▶ _What the exercise asks_: In the page excerpt about Jewish food, condense the paragraph beginning "When I moved to Israel after college" to no more than three sentences while keeping its main facts.

Federation Fellows Program Helps Participants Find Community

I am not a picky eater. I attribute it to my grandmother – a glamorous and persistent Persian Jewish woman – who, through ingenuity and wisdom, somehow persuaded generations of children to drink salty, carbonated yogurt (doogh) and eat foods that “touched,” like white rice smothered in an ominous brown sauce (khoresht-e fesenjoon). Although, it wasn’t always easy to be the kid at summer camp whose parents packed “weird” leftovers for lunch, the food was never boring. But it wasn’t meaningful either.

When I moved to Israel after college, I discovered that it wasn’t just my family who ate this way. Indeed, food seems to be one aspect of “life in the old country” that no Jewish community dared to leave behind on the trek to Israel. Children all over the holy land had “strange” ingredients in their school lunches but didn’t point to an arduously prepared dinner and say, “Ew, Mommy; it looks dirty,” like my brother did as a child. On the contrary, it wasn’t unusual to be seated beside a young kid at Ima Kubbe Bar feverishly shoveling an ancient recipe into his tiny, kid mouth. Wandering through the Machaneh Yehuda market (“the shuk”) in particular was like a passport to “our peoples’” dining table, for in the market, I could eat breakfast as a Tunisian, lunch as a Baghdadi and dinner as a Pole. The market vendors increasingly began to feel like family and the foods launched me into wholly different generations, countries, and Jewish peoples. And I never looked back.

The shuk is just one example of how there is not one way to define Jewish food. It is so much more diverse than bagels and matzo ball soup. Sometimes Jewish food draws from poverty or luxury, reflects nomads or urbanites; sometimes it tastes like bitterness, and sometimes it tastes like triumph. But the one common element is that Jewish food always connects us to our heritage and brings all our varied Jewish communities together.

▶ _Source material_:
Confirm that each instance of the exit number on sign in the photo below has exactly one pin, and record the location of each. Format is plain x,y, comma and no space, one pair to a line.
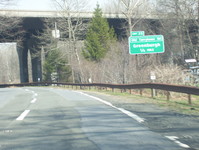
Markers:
146,44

▶ _Solution to this exercise_: After moving to Israel following college, I found that my family was not alone, because Jewish communities coming to Israel had kept the food of the old country, and children there happily ate "strange" lunches and ancient recipes, as at Ima Kubbe Bar. In the Machaneh Yehuda market, "the shuk," I could eat breakfast as a Tunisian, lunch as a Baghdadi and dinner as a Pole. The vendors came to feel like family, the foods opened up other generations, countries and Jewish peoples, and I never looked back.